— What to work on —
Arrange every line of the entries below as a Markdown table with two columns, Row and Entry line, numbering the rows in order and omitting blank lines.

━━━ Source data

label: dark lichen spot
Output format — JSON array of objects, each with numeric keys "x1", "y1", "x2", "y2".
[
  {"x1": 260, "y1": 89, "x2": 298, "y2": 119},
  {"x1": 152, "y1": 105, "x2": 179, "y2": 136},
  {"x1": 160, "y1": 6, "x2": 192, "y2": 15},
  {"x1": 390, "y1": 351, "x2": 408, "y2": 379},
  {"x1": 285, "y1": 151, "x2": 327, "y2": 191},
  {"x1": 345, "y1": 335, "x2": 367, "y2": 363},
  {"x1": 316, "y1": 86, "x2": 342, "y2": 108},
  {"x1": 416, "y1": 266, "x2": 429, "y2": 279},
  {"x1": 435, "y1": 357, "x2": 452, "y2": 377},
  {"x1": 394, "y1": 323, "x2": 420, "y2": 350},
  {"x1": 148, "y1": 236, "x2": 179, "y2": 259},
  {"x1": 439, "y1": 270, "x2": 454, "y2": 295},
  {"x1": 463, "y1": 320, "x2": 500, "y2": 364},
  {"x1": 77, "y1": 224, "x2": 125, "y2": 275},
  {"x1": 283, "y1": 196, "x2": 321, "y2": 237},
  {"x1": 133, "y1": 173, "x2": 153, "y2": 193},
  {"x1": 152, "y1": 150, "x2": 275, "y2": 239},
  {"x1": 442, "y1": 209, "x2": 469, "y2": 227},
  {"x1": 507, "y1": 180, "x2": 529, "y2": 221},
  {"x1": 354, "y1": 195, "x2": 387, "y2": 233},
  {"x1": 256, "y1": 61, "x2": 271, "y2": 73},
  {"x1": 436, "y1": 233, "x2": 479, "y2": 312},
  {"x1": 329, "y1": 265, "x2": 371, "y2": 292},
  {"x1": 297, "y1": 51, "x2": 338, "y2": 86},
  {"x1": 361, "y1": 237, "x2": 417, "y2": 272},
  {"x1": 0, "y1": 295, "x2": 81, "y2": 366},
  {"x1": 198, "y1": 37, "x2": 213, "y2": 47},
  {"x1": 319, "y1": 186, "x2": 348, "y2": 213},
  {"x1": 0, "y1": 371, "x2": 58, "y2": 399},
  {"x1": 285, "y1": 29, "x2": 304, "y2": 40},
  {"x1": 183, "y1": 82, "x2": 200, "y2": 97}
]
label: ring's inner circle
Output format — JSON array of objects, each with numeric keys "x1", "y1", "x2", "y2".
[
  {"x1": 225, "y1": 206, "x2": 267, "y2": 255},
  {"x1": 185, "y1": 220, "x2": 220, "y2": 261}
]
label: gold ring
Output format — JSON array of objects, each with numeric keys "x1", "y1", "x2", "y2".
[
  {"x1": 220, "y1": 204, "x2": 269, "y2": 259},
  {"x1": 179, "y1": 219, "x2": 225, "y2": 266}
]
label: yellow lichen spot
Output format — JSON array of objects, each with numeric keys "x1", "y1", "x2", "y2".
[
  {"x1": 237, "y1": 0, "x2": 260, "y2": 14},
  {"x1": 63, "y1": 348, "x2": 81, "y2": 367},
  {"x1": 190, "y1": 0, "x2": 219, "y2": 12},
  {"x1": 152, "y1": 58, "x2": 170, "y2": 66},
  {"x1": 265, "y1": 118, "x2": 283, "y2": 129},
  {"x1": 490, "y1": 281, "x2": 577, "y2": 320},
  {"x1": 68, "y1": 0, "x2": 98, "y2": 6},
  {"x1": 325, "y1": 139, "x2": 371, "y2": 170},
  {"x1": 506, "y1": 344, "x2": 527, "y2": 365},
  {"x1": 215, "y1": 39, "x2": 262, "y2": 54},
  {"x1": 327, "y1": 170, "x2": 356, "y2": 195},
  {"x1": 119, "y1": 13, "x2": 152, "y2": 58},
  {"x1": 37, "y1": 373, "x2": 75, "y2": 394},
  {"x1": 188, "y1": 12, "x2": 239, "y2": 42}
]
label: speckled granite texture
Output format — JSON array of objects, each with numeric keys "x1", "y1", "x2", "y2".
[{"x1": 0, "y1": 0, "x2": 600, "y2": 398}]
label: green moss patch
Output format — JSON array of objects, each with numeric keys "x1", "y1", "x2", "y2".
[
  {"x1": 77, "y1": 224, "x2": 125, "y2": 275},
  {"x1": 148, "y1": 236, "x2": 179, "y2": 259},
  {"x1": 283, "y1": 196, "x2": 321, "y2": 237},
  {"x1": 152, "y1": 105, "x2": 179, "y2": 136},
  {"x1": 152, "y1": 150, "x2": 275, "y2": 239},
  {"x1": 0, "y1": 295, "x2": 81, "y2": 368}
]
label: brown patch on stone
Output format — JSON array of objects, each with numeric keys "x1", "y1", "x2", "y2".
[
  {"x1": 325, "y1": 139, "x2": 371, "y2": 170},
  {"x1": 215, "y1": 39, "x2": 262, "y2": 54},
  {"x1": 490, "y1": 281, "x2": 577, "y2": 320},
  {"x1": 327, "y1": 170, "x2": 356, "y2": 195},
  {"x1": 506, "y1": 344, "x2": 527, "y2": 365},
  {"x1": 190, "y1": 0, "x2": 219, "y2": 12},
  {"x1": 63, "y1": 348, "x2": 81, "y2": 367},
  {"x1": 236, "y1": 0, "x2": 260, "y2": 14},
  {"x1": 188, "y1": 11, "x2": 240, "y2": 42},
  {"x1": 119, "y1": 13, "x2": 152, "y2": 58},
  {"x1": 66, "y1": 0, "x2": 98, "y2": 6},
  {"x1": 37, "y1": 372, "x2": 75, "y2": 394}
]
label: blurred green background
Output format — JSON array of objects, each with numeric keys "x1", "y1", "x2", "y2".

━━━━━━

— Full output —
| Row | Entry line |
|---|---|
| 1 | label: dark lichen spot |
| 2 | Output format — JSON array of objects, each with numeric keys "x1", "y1", "x2", "y2". |
| 3 | [ |
| 4 |   {"x1": 260, "y1": 89, "x2": 298, "y2": 119}, |
| 5 |   {"x1": 152, "y1": 105, "x2": 179, "y2": 136}, |
| 6 |   {"x1": 160, "y1": 6, "x2": 192, "y2": 15}, |
| 7 |   {"x1": 390, "y1": 351, "x2": 408, "y2": 379}, |
| 8 |   {"x1": 285, "y1": 151, "x2": 327, "y2": 191}, |
| 9 |   {"x1": 345, "y1": 335, "x2": 367, "y2": 363}, |
| 10 |   {"x1": 316, "y1": 86, "x2": 342, "y2": 108}, |
| 11 |   {"x1": 416, "y1": 266, "x2": 429, "y2": 279}, |
| 12 |   {"x1": 435, "y1": 357, "x2": 452, "y2": 377}, |
| 13 |   {"x1": 394, "y1": 323, "x2": 420, "y2": 350}, |
| 14 |   {"x1": 148, "y1": 236, "x2": 179, "y2": 259}, |
| 15 |   {"x1": 439, "y1": 270, "x2": 454, "y2": 295}, |
| 16 |   {"x1": 463, "y1": 320, "x2": 500, "y2": 364}, |
| 17 |   {"x1": 77, "y1": 224, "x2": 125, "y2": 275}, |
| 18 |   {"x1": 283, "y1": 196, "x2": 321, "y2": 237}, |
| 19 |   {"x1": 133, "y1": 173, "x2": 153, "y2": 193}, |
| 20 |   {"x1": 152, "y1": 150, "x2": 275, "y2": 239}, |
| 21 |   {"x1": 442, "y1": 209, "x2": 469, "y2": 227}, |
| 22 |   {"x1": 507, "y1": 180, "x2": 529, "y2": 221}, |
| 23 |   {"x1": 354, "y1": 195, "x2": 387, "y2": 233}, |
| 24 |   {"x1": 256, "y1": 61, "x2": 271, "y2": 73}, |
| 25 |   {"x1": 436, "y1": 233, "x2": 479, "y2": 312}, |
| 26 |   {"x1": 329, "y1": 265, "x2": 371, "y2": 292}, |
| 27 |   {"x1": 297, "y1": 51, "x2": 338, "y2": 86}, |
| 28 |   {"x1": 361, "y1": 237, "x2": 417, "y2": 272}, |
| 29 |   {"x1": 0, "y1": 295, "x2": 81, "y2": 366}, |
| 30 |   {"x1": 198, "y1": 37, "x2": 213, "y2": 47}, |
| 31 |   {"x1": 319, "y1": 186, "x2": 348, "y2": 213}, |
| 32 |   {"x1": 0, "y1": 371, "x2": 58, "y2": 399}, |
| 33 |   {"x1": 285, "y1": 29, "x2": 304, "y2": 40}, |
| 34 |   {"x1": 183, "y1": 82, "x2": 200, "y2": 97} |
| 35 | ] |
| 36 | label: ring's inner circle |
| 37 | Output format — JSON array of objects, each with numeric keys "x1", "y1", "x2", "y2". |
| 38 | [ |
| 39 |   {"x1": 225, "y1": 206, "x2": 267, "y2": 255}, |
| 40 |   {"x1": 185, "y1": 220, "x2": 220, "y2": 261} |
| 41 | ] |
| 42 | label: gold ring |
| 43 | Output format — JSON array of objects, each with numeric keys "x1", "y1", "x2", "y2". |
| 44 | [ |
| 45 |   {"x1": 220, "y1": 204, "x2": 269, "y2": 259}, |
| 46 |   {"x1": 179, "y1": 219, "x2": 225, "y2": 266} |
| 47 | ] |
| 48 | label: yellow lichen spot |
| 49 | Output format — JSON array of objects, each with numeric keys "x1", "y1", "x2", "y2". |
| 50 | [ |
| 51 |   {"x1": 237, "y1": 0, "x2": 260, "y2": 14}, |
| 52 |   {"x1": 63, "y1": 348, "x2": 81, "y2": 367}, |
| 53 |   {"x1": 190, "y1": 0, "x2": 219, "y2": 12}, |
| 54 |   {"x1": 152, "y1": 58, "x2": 170, "y2": 66}, |
| 55 |   {"x1": 265, "y1": 118, "x2": 283, "y2": 129}, |
| 56 |   {"x1": 490, "y1": 281, "x2": 577, "y2": 320}, |
| 57 |   {"x1": 68, "y1": 0, "x2": 98, "y2": 6}, |
| 58 |   {"x1": 325, "y1": 139, "x2": 371, "y2": 170}, |
| 59 |   {"x1": 506, "y1": 344, "x2": 527, "y2": 365}, |
| 60 |   {"x1": 215, "y1": 39, "x2": 262, "y2": 54}, |
| 61 |   {"x1": 327, "y1": 170, "x2": 356, "y2": 195}, |
| 62 |   {"x1": 119, "y1": 13, "x2": 152, "y2": 58}, |
| 63 |   {"x1": 37, "y1": 373, "x2": 75, "y2": 394}, |
| 64 |   {"x1": 188, "y1": 12, "x2": 239, "y2": 42} |
| 65 | ] |
| 66 | label: speckled granite texture |
| 67 | Output format — JSON array of objects, each with numeric keys "x1", "y1", "x2", "y2". |
| 68 | [{"x1": 0, "y1": 0, "x2": 600, "y2": 398}] |
| 69 | label: green moss patch |
| 70 | Output format — JSON array of objects, each with numeric keys "x1", "y1", "x2", "y2". |
| 71 | [ |
| 72 |   {"x1": 77, "y1": 224, "x2": 125, "y2": 275}, |
| 73 |   {"x1": 148, "y1": 236, "x2": 179, "y2": 259}, |
| 74 |   {"x1": 283, "y1": 196, "x2": 321, "y2": 237}, |
| 75 |   {"x1": 152, "y1": 105, "x2": 179, "y2": 136}, |
| 76 |   {"x1": 152, "y1": 150, "x2": 275, "y2": 239}, |
| 77 |   {"x1": 0, "y1": 295, "x2": 81, "y2": 368} |
| 78 | ] |
| 79 | label: brown patch on stone |
| 80 | Output format — JSON array of objects, each with numeric keys "x1", "y1", "x2", "y2". |
| 81 | [ |
| 82 |   {"x1": 325, "y1": 139, "x2": 371, "y2": 170}, |
| 83 |   {"x1": 215, "y1": 39, "x2": 262, "y2": 54}, |
| 84 |   {"x1": 490, "y1": 281, "x2": 577, "y2": 320}, |
| 85 |   {"x1": 327, "y1": 170, "x2": 356, "y2": 195}, |
| 86 |   {"x1": 506, "y1": 344, "x2": 527, "y2": 365}, |
| 87 |   {"x1": 190, "y1": 0, "x2": 219, "y2": 12}, |
| 88 |   {"x1": 63, "y1": 348, "x2": 81, "y2": 367}, |
| 89 |   {"x1": 236, "y1": 0, "x2": 260, "y2": 14}, |
| 90 |   {"x1": 188, "y1": 11, "x2": 240, "y2": 42}, |
| 91 |   {"x1": 119, "y1": 13, "x2": 152, "y2": 58}, |
| 92 |   {"x1": 66, "y1": 0, "x2": 98, "y2": 6}, |
| 93 |   {"x1": 37, "y1": 372, "x2": 75, "y2": 394} |
| 94 | ] |
| 95 | label: blurred green background |
| 96 | Output format — JSON array of objects, each with numeric keys "x1", "y1", "x2", "y2". |